Emirates overall passenger traffic grew marginally during the 2018/19 financial year with the airline carrying 58.6 million passengers. Passenger traffic, measured in RPKs, increased by 2.7%, while capacity, measured in ASKs, grew by 3.6%. This resulted in a PLF of 76.8% compared to last year's 77.5%.

 

The rise in total operating costs was largely due to increasing fuel prices, which grew 22% over the financial year. This came on top of the 15% increase in fuel prices during the previous year. Fuel continued to be the largest cost component, making up 32% of the airline's total operating costs. Additionally, Emirates saw an AED572 million (USD155.9 million) negative impact on its financial results due to the strengthening of the US Dollar against many revenue generating currencies.

 

As of 31 March 2019, Emirates' balance sheet amounted to AED127.4 billion (USD34.7 billion), largely flat compared to the end of the previous financial year. Total equity increased marginally by 1.9% to AED37.7 billion (USD10.3 billion). The equity ratio remained stable at 29.6%. The airline's cash balance amounted to AED17.0 billion (USD4.6 billion) at the end of the financial year, down by AED3.4 billion (USD921.8 million) compared to the end of the previous financial year.

 

In the 2018/19 financial year, Emirates received 13 new aircraft - seven A380s and six Boeing 777-300ERs - and retired 11 older aircraft, bringing its fleet total to 270 as of 31 March 2019, including 12 freighters. The fleet roll-over resulted in an average fleet age of 6.1 years. In February 2019, Emirates signed a heads of agreement with Airbus to order 40 A330neos and 30 A350-900s to be delivered from 2021 and 2024 respectively. At the same time it adjusted its A380 order book position and will receive 14 more A380s from 2019 until the end of 2021, taking the total number of A380s delivered to Emirates to 123 aircraft. Emirates' latest report, however, omitted the USD 15 billion agreement for 40 Boeing 787-10 from the 2017 Dubai Air Show, which had previously been included in its 2017/18 financial report.

 

Emirates' half-year results for 2019/20 are expected to be released in November 2019.

 

According to Tim Clark, the airline's president, uncertainty over the status of key widebody programmes is preventing Emirates from revamping its orders with Airbus and Boeing. Delays in Boeing's 777X programme with Emirates as launch customer have prevented the airline from entering into discussions around contract adjustments or introducing new aircraft to existing deals. Additionally, Emirates has delayed the firming up of its deal for A330neos and A350s, both of which are exclusively powered by Rolls-Royce, due to concerns about the engines' ability to meet its specific performance requirements. Setbacks in Rolls-Royce's programmes have led Emirates to demand definitive guarantees for trouble-free performance "from day one" before the airline will commit to any further orders.

Data items

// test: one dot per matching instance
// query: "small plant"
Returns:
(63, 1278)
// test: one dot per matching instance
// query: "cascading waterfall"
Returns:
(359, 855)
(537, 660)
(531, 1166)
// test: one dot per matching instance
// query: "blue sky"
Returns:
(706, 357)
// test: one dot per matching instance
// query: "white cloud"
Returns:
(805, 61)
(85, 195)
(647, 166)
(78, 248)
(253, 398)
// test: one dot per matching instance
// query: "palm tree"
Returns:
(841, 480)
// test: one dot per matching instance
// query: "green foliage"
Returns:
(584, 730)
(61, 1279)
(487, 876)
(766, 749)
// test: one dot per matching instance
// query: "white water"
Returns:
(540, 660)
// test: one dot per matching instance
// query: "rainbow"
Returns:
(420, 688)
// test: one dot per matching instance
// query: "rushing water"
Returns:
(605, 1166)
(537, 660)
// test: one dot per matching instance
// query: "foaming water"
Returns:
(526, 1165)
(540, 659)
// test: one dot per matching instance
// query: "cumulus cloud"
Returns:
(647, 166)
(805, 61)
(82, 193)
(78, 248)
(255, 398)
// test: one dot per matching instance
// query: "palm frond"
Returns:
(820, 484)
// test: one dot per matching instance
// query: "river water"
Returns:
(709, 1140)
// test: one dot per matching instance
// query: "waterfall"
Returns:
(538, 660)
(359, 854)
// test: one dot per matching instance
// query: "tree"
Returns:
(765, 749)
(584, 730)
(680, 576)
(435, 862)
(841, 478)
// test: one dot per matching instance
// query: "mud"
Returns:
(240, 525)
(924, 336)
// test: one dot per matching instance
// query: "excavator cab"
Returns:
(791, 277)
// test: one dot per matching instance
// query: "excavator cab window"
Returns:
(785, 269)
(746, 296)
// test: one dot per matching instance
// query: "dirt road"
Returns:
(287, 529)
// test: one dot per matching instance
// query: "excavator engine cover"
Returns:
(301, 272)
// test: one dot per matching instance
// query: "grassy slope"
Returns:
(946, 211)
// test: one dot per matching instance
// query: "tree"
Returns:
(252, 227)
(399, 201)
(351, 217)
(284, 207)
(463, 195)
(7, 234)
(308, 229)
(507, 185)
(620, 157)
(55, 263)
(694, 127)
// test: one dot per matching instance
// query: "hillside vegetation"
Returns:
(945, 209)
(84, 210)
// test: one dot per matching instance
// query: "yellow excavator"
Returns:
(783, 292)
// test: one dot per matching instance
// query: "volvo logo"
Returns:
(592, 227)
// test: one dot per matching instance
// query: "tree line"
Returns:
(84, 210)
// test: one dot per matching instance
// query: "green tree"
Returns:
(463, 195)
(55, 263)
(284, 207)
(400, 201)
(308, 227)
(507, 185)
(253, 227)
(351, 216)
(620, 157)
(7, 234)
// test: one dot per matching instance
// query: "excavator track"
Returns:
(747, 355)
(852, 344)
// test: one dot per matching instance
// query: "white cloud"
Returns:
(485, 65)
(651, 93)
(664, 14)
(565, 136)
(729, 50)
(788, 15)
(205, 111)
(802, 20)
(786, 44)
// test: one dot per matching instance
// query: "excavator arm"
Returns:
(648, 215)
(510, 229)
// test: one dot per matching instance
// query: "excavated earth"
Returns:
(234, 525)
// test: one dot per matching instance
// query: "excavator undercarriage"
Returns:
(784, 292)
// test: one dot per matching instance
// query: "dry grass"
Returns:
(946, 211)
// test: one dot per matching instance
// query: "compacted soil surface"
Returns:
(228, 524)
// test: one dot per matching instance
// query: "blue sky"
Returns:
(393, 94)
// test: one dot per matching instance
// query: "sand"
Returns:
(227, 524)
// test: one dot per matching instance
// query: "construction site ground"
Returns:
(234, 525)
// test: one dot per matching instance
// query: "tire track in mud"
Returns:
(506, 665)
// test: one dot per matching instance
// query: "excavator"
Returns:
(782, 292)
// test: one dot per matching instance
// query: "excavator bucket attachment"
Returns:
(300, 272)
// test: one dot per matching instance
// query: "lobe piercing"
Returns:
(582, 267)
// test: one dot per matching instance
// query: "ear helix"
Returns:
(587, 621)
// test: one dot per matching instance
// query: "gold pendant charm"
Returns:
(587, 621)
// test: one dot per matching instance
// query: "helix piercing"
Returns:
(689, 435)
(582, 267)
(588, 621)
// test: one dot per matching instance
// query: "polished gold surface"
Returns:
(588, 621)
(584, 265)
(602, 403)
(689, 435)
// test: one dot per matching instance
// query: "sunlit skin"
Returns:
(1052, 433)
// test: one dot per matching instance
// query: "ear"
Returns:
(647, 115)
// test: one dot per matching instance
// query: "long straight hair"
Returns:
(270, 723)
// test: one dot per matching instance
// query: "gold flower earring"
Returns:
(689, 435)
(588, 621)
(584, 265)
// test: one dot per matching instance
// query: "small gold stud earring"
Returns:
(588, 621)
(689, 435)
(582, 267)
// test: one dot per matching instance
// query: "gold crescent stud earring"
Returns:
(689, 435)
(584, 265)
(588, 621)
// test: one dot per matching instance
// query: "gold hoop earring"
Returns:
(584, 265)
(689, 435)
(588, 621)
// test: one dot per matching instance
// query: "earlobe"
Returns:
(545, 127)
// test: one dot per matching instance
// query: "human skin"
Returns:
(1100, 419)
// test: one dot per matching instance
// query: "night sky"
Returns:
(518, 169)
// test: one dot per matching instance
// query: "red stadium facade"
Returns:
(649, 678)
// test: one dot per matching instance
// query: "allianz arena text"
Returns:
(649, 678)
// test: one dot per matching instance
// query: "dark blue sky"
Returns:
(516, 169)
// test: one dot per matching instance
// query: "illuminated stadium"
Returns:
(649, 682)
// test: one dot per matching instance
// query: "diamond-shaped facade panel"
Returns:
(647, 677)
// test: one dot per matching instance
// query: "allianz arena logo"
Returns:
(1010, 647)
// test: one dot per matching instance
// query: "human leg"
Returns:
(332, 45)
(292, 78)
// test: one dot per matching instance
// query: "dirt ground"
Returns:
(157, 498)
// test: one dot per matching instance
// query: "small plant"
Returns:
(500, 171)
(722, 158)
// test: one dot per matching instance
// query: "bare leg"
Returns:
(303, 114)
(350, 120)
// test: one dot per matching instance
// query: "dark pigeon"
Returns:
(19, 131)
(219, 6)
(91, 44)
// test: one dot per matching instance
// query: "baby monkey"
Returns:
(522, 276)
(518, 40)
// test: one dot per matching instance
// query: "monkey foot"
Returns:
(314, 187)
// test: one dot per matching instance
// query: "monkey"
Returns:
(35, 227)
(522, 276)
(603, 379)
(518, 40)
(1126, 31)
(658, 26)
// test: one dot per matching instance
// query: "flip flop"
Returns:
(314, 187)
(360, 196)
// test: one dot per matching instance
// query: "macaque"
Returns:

TASK LIST:
• a. Do these statements agree with the text on Emirates' 2018/19 results? (i) Fuel made up 32% of Emirates' total operating costs. (ii) Emirates' cash balance rose during the 2018/19 financial year. (iii) The Emirates fleet totaled 270 aircraft as of 31 March 2019. Answer yes or no for each, quoting the deciding words of the text.
• b. How would you summarize the text on Emirates' 2018/19 results in three sentences?
• c. Could you carry the text on Emirates' 2018/19 results forward from its last sentence?
You won't need the records for any of this.

SOLVED TASKS:
• a.
(i) Yes: "Fuel continued to be the largest cost component, making up 32% of the airline's total operating costs."
(ii) No: "down by AED3.4 billion (USD921.8 million) compared to the end of the previous financial year."
(iii) Yes: "bringing its fleet total to 270 as of 31 March 2019, including 12 freighters."

• b. Emirates carried 58.6 million passengers in 2018/19, with capacity growing faster than traffic and fuel prices rising 22%, while its balance sheet stayed largely flat and its cash balance fell. The airline received 13 new aircraft, retired 11 older ones and signed a heads of agreement with Airbus for 40 A330neos and 30 A350-900s. According to its president, Tim Clark, uncertainty over Boeing's 777X program and Rolls-Royce engines is keeping Emirates from revamping its orders.

• c.
Weeks before Emirates concluded the first six months of its 2019/20 financial year ending on 30 September 2019 Tim Clark provided some guidance on the expected financial results: "I'm pleased with our performance to date." At the same time he sees "difficulties" on multiple fronts including demand issues in South America with the collapsing peso in Argentina, challenges in Asia with the unrest in Hong Kong and the Brexit discussions in Europe. Emirates had also to manage the closure of one of its two runways at the airline's Dubai hub due to maintenance for a period of six weeks. Clark was in particular pleased with the operation to London, Emirates' strongest A380 destination outside its Dubai hub, reporting a 93% load factor on the nine daily A380 flights the airline runs out of London Heathrow and London Gatwick. The latter airport is serviced by A380s with a 615 seat high-density configuration.

 

Source: Bloomberg, Cirium

 

4. Aircraft - A380

As of mid-September, Emirates operated a fleet of 108 A380s, which currently serve 52 destinations within its global network via its hub in Dubai. A380 destinations include: Amsterdam, Athens, Auckland, Bangkok, Barcelona, Beijing, Birmingham, Brisbane, Casablanca, Christchurch, Copenhagen, Dusseldorf, Frankfurt, Guangzhou, Hamburg, Hong Kong, Houston, Johannesburg, Kuala Lumpur, Kuwait, London Gatwick, London Heathrow, Los Angeles, Madrid, Manchester, Mauritius, Melbourne, Milan, Moscow, Mumbai, Munich, Muscat, New York JFK, Nice, Osaka, Paris, Perth, Prague, Riyadh, Rome, San Francisco, Sao Paulo, Seoul, Shanghai, Singapore, Sydney, Taipei, Tokyo Narita, Toronto, Vienna, Washington, and Zurich.

 

As of mid-September 2019, the global A380 fleet consisted of 231 planes in commercial service. The fourteen operators are Emirates (108), Singapore Airlines (19), Deutsche Lufthansa (14), Qantas (12), British Airways (12), Korean Air Lines (10), Etihad Airways (10), Air France (10), Qatar Airways (10), Malaysia Airlines (6), Thai Airways (6), Asiana Airlines (6), China Southern Airlines (5), All Nippon Airways (2) and Hi Fly (1). Another six aircraft are listed as in storage, including four from Emirates, which were parked at Dubai-World Central International airport.

 

During the period under review the first two A380 part-outs have been initiated by Dr Peters Group, which estimates USD 45 million in revenue per aircraft from component sales alone due to the demand for parts from existing A380 operators preparing for upcoming maintenance events. Dr Peters estimates a total revenue as high as USD 80 million per aircraft. The Rolls-Royce Trent 900 engines are currently leased to Rolls-Royce through 2020, after which Dr Peters intends to sell the engines.

 

Since 1 July, Emirates has been operating its shortest A380 route at just 340km (184nm). Twice-daily flights between Dubai and Oman's capital Muscat with A380s replacing the Boeing 777-300ERs, which served the route before. The announcement came a month after the launch of A380s operations on another short route between Dubai and the Saudi Arabian capital Riyadh (870km, 470nm). Emirates' shortest regular route for the A380 was previously Dubai-Kuwait, which covers a distance of roughly 850km (460nm). Emirates stated, "The new A380 services to Muscat demonstrate the airline's agile approach to fleet deployment and its commitment to providing an enhanced on-board experience for its passengers".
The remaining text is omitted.